----- Article

Dan West (1893–1971) was the founder of Heifer International, a charitable organization dedicated to relieving hunger and poverty, as well as being involved in starting several other programs associated with the Church of the Brethren. He was an advocate for Christian pacifism and a conscientious objector.

Biography 
A native of Ohio, born in 1893, West was a member of the Church of the Brethren and graduated from Manchester University (Indiana) in 1917. As a church man from Indiana, West spent two years as a conscientious objector during World War I. After working for the Emergency Peace Campaign in 1936, he traveled to Spain to serve as the director of a relief program in the Spanish Civil War. He grew weary of handing out rationed supplies and thought there had to be a better way of eliminating hunger. He gave the idea to his neighbors and many congregations in northern Indiana of donating young heifers to families in need. The involvement from his community led him to bigger dreams. His idea became an official program of the Church of the Brethren in 1942 and eventually became an independent nonprofit corporation in 1953. His phrase "not a cup of milk, but a cow" became the mantra for Heifer International, which continues on today.

----------

• Problem set:
a. Please copy the Dan West biography word for word, from "Dan West (1893–1971)" to "a conscientious objector.".
b. Write the next part of the Dan West biography, starting after its final sentence.
The material that comes next is from a separate source.

----- Information supplied

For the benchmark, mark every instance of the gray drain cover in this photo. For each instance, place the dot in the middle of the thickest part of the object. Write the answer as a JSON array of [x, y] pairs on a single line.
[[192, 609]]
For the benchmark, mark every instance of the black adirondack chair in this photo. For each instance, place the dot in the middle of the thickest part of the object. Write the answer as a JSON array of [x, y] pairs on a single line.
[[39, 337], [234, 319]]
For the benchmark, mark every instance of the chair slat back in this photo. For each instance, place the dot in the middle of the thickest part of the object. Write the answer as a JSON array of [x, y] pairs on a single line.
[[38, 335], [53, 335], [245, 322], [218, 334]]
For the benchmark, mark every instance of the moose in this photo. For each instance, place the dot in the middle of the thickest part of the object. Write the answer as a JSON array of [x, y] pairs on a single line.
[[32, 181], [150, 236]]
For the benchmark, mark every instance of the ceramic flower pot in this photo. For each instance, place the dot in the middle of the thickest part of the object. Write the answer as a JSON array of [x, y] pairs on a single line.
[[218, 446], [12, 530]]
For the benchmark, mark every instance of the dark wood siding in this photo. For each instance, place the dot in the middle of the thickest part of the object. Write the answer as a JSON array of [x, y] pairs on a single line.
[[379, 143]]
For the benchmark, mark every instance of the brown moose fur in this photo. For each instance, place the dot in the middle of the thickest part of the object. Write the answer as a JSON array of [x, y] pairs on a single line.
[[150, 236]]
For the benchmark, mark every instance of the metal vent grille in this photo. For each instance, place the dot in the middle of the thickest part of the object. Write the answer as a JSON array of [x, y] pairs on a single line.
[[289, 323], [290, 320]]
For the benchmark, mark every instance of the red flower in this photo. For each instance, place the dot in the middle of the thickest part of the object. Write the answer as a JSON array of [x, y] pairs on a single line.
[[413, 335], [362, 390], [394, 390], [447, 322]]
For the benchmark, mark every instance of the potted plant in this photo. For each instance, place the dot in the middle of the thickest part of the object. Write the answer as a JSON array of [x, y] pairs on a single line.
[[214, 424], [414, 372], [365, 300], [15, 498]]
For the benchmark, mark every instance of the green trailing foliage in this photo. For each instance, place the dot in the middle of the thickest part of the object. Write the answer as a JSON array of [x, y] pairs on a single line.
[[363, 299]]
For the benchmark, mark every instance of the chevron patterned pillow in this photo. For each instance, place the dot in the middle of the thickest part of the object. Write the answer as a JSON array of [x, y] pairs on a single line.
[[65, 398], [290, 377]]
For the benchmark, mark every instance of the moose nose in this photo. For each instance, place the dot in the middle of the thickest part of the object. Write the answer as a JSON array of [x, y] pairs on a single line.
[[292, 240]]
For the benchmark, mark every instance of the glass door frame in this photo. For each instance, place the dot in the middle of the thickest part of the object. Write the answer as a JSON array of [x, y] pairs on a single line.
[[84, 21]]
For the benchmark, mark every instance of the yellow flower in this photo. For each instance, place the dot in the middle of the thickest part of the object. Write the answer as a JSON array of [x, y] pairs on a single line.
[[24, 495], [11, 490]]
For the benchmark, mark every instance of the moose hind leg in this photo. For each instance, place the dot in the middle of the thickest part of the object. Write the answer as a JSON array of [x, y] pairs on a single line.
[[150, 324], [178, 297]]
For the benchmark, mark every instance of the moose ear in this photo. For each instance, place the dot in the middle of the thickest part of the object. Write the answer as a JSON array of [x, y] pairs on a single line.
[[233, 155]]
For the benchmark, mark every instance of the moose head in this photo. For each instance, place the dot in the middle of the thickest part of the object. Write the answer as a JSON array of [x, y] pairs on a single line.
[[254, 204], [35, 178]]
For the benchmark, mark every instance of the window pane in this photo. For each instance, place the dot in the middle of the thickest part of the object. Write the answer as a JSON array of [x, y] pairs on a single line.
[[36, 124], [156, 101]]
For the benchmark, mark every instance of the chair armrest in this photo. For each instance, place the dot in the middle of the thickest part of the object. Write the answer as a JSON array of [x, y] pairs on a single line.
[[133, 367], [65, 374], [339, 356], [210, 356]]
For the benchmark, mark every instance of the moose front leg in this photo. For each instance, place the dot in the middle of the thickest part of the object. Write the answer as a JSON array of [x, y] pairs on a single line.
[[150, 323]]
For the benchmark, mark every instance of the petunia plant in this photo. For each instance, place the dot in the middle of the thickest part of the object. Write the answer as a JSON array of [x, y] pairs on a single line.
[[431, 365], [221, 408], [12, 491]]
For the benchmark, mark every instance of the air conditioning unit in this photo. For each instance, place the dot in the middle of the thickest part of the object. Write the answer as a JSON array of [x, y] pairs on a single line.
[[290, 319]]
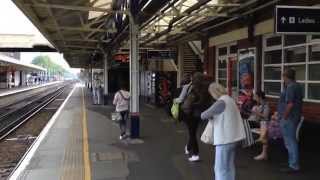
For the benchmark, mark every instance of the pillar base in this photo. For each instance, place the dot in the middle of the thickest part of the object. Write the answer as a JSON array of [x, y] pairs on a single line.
[[105, 99], [135, 126]]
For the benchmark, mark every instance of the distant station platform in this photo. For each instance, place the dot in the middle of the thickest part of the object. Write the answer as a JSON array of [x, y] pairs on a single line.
[[11, 91], [81, 142]]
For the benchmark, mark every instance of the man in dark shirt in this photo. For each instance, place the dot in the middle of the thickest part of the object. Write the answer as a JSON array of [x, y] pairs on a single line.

----------

• Results in order:
a.
Dan West (1893–1971) was the founder of Heifer International, a charitable organization dedicated to relieving hunger and poverty, as well as being involved in starting several other programs associated with the Church of the Brethren. He was an advocate for Christian pacifism and a conscientious objector.

b.
Upon returning to the United States, West pushed for two more programs to be created. Alongside Alma Long, he was a key person in helping to develop the Brethren Volunteer Service (BVS) in 1948.  The BVS acted as an alternative to military service for war objectors beginning in World War II.  At Manchester University, West spoke to the president of the University and, together, they convinced Gladdys Muir to launch the nation's first undergraduate program in peace studies at Manchester University.

Further reading 
 Glee Yoder Passing on the Gift : The Story of Dan West (Paperback) The Brethren Press, 1978 (reprinted 1995)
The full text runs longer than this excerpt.